REQUIREMENT>
Can you retype the rows below without any changes, leaving the pictures out?

-- START OF EXCERPTED DATA --

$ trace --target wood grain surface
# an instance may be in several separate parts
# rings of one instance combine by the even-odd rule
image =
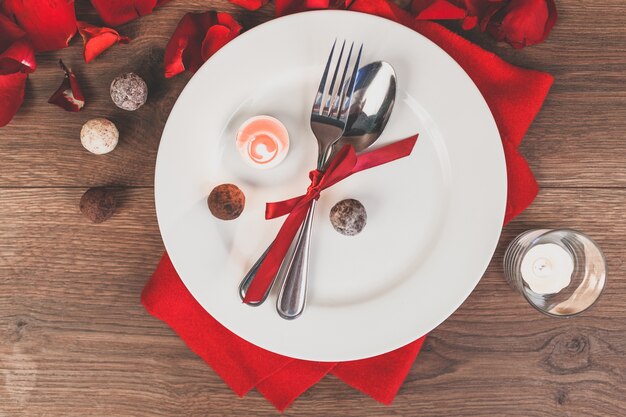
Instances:
[[[98,22],[84,1],[79,17]],[[626,415],[626,5],[560,0],[548,41],[522,51],[470,39],[556,82],[522,147],[542,191],[504,229],[484,278],[426,341],[392,406],[326,377],[287,416]],[[173,0],[123,25],[129,45],[85,65],[80,40],[38,56],[24,105],[0,129],[0,417],[271,416],[256,391],[238,398],[139,295],[163,251],[153,203],[154,161],[168,113],[189,79],[162,76],[167,40],[187,11],[233,13],[249,28],[272,6]],[[46,103],[63,58],[85,86],[77,114]],[[110,102],[112,77],[135,71],[150,100],[137,112]],[[82,123],[110,117],[121,143],[95,156]],[[94,225],[78,212],[87,187],[115,186],[118,212]],[[536,227],[580,229],[608,260],[598,303],[574,319],[543,316],[502,276],[506,245]]]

-- END OF EXCERPTED DATA --

EXERCISE RESULT>
$ trace --target wood grain surface
# an instance may be in several separate parts
# rings of one instance combine by the even-odd rule
image =
Instances:
[[[98,22],[84,1],[79,17]],[[626,415],[626,5],[560,0],[548,41],[522,51],[470,39],[556,82],[522,147],[542,191],[504,229],[484,278],[426,341],[392,406],[326,377],[287,416]],[[173,0],[123,25],[129,45],[85,65],[80,40],[38,56],[24,105],[0,129],[0,417],[271,416],[256,391],[238,398],[139,295],[163,251],[153,203],[154,161],[168,113],[189,79],[162,76],[167,40],[187,11],[233,13],[249,28],[272,6]],[[46,103],[63,58],[85,86],[77,114]],[[110,102],[112,77],[135,71],[150,100],[137,112]],[[82,123],[110,117],[121,143],[95,156]],[[94,225],[78,212],[87,187],[115,186],[118,212]],[[536,227],[580,229],[608,260],[598,303],[574,319],[543,316],[502,276],[506,245]]]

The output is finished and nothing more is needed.